**** EXTRAIT DE TEXTE ****

A regarder le catalogue Contrechamps, on retrouve des écrits de grands compositeurs de la modernité : Ligeti, Boulez, Nono, Holliger, Huber, Kurtág… Est-ce que les grands anciens avaient une plus grande capacité à conceptualiser leurs oeuvres que nos contemporains ?

La publication des écrits des compositeurs est le fil rouge de notre travail. C'était déjà le cas avec la Revue Contrechamps. Il devrait culminer avec la publication d'un très vaste choix de textes de Schoenberg. Il existait un tel manque en ce domaine dans le monde francophone que cela m'a semblé être une priorité. Les écrits des compositeurs sont la source première ; ils permettent de comprendre leurs idées, leur démarche et leur sensibilité, d'être en prise directe avec le processus de création.

**** DONNÉES FOURNIES ****

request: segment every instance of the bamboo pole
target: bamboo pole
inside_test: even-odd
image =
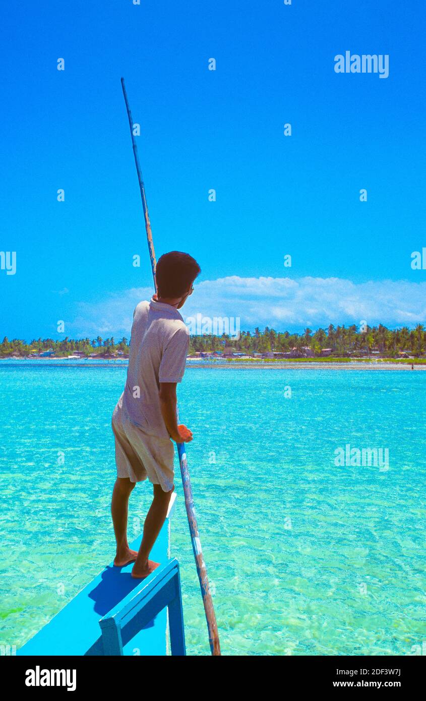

****

● **CONSIGNES À RESPECTER**:
Mettez à jour le texte sur les écrits de compositeurs entre « A regarder le » et « processus de création. », inclus, en remplaçant « Schoenberg » par « Webern ». Ces données sont tirées d'une autre source.

● **RÉSULTAT DE LA TÂCHE**:
A regarder le catalogue Contrechamps, on retrouve des écrits de grands compositeurs de la modernité : Ligeti, Boulez, Nono, Holliger, Huber, Kurtág… Est-ce que les grands anciens avaient une plus grande capacité à conceptualiser leurs oeuvres que nos contemporains ?

La publication des écrits des compositeurs est le fil rouge de notre travail. C'était déjà le cas avec la Revue Contrechamps. Il devrait culminer avec la publication d'un très vaste choix de textes de Webern. Il existait un tel manque en ce domaine dans le monde francophone que cela m'a semblé être une priorité. Les écrits des compositeurs sont la source première ; ils permettent de comprendre leurs idées, leur démarche et leur sensibilité, d'être en prise directe avec le processus de création.